(begin)
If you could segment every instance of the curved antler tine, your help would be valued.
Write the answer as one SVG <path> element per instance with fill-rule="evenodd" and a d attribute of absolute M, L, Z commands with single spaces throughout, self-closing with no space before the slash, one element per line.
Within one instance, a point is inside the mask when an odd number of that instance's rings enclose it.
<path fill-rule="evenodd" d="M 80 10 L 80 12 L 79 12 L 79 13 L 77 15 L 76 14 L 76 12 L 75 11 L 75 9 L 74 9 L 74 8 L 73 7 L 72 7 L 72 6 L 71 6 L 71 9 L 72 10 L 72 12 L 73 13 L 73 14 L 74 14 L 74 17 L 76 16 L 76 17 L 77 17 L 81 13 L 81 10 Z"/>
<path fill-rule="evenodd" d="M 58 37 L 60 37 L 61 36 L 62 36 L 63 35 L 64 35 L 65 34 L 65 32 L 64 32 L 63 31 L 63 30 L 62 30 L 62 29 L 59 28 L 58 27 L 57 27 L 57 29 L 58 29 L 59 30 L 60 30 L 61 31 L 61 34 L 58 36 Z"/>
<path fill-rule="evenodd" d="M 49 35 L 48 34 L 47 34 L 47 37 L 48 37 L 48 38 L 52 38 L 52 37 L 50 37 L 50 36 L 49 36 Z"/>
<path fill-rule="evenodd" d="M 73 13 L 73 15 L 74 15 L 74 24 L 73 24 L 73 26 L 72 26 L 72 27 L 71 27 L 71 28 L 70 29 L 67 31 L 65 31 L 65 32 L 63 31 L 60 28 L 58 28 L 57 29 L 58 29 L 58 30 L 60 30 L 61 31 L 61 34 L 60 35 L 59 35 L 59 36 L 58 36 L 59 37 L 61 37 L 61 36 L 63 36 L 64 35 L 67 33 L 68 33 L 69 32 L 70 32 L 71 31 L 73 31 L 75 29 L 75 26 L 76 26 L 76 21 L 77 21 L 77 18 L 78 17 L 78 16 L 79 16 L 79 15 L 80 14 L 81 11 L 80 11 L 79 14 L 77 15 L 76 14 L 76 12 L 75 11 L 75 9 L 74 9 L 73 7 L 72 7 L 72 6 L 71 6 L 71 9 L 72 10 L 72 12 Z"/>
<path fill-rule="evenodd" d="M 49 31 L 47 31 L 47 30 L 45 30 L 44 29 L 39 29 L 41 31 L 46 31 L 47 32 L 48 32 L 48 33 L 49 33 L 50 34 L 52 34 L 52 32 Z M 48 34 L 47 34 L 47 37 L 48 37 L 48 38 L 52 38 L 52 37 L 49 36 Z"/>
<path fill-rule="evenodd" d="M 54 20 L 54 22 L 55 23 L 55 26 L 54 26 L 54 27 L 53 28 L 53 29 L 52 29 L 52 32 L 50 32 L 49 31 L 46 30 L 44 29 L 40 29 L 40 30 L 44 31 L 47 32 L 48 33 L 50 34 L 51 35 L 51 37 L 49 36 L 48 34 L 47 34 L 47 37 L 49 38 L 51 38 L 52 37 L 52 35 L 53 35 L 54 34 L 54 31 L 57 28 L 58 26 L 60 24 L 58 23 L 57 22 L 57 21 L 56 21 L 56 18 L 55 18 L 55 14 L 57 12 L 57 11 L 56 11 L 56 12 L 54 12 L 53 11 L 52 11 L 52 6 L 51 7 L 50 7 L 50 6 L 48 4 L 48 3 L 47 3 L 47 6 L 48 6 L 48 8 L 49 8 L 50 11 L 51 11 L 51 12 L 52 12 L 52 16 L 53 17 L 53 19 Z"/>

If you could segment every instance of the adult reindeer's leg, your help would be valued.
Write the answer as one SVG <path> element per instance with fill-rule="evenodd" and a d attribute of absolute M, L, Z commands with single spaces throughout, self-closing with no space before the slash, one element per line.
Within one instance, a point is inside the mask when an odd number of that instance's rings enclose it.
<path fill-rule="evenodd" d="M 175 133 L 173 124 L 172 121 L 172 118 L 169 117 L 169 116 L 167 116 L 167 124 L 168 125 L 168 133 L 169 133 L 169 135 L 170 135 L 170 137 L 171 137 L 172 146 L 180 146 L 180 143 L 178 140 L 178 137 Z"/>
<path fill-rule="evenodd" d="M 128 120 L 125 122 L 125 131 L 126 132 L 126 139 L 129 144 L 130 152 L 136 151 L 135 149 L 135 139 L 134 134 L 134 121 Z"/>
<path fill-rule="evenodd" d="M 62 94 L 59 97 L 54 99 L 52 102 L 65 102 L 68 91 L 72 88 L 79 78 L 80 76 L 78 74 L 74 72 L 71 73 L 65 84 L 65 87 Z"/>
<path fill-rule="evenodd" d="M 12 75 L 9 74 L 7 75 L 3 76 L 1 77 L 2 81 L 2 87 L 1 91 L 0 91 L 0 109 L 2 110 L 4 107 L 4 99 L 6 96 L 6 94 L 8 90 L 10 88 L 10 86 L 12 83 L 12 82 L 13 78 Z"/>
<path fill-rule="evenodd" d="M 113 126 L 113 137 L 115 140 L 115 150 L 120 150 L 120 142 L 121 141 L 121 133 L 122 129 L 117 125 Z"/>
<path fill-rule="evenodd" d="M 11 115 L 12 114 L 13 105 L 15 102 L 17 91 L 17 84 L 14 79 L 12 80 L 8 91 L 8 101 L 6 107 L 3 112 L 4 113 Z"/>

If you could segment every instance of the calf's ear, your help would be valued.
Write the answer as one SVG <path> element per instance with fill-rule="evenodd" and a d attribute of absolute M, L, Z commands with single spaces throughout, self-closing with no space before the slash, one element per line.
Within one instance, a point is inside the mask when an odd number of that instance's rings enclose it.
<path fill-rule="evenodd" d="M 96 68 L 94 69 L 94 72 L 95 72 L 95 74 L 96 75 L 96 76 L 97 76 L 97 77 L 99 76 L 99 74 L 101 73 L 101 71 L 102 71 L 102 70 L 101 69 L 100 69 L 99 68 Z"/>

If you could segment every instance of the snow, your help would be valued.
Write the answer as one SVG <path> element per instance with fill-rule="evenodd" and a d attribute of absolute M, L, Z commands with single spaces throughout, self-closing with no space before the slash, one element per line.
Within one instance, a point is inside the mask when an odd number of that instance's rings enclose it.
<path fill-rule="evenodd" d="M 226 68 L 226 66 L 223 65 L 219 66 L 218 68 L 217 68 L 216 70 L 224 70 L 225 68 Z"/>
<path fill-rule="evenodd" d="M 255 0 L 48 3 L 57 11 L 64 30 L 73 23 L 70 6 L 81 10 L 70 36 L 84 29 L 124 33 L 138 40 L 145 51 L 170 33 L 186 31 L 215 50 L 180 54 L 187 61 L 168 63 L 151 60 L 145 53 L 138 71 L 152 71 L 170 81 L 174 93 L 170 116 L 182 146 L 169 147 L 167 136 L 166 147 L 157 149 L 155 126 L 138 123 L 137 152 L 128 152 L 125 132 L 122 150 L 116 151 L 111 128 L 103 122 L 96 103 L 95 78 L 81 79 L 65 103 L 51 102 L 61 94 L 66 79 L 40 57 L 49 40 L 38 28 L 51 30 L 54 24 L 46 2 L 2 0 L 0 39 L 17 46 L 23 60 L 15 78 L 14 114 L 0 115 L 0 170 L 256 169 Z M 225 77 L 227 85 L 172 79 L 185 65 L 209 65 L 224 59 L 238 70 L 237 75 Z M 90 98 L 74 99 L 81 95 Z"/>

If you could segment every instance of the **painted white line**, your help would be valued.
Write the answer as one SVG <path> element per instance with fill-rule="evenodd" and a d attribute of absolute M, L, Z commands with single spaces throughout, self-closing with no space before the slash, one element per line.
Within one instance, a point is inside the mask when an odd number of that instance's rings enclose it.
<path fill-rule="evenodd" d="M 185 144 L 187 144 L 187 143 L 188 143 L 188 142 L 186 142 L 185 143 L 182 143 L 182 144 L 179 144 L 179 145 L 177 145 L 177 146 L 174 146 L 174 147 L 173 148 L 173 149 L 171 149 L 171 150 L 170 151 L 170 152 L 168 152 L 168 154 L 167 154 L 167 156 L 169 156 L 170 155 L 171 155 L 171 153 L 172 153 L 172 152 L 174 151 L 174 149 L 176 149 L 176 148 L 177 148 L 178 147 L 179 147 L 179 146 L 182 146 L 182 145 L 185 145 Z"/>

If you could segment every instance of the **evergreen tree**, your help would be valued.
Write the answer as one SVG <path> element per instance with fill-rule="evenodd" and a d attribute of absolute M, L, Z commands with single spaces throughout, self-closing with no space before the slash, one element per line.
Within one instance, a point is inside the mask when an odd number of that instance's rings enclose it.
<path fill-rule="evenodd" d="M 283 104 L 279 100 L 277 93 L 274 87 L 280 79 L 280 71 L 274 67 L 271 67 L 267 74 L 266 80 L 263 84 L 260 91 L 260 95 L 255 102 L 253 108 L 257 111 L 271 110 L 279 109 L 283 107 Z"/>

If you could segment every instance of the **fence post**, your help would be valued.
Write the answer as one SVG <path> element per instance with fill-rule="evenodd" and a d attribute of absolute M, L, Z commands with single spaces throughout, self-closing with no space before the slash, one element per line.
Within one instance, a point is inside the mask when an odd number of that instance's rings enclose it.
(end)
* **WORK INSTRUCTIONS**
Count the lines of the listing above that contain the string “curved”, treating uppercase and lowercase as distinct. Give only the number.

* **EXERCISE RESPONSE**
1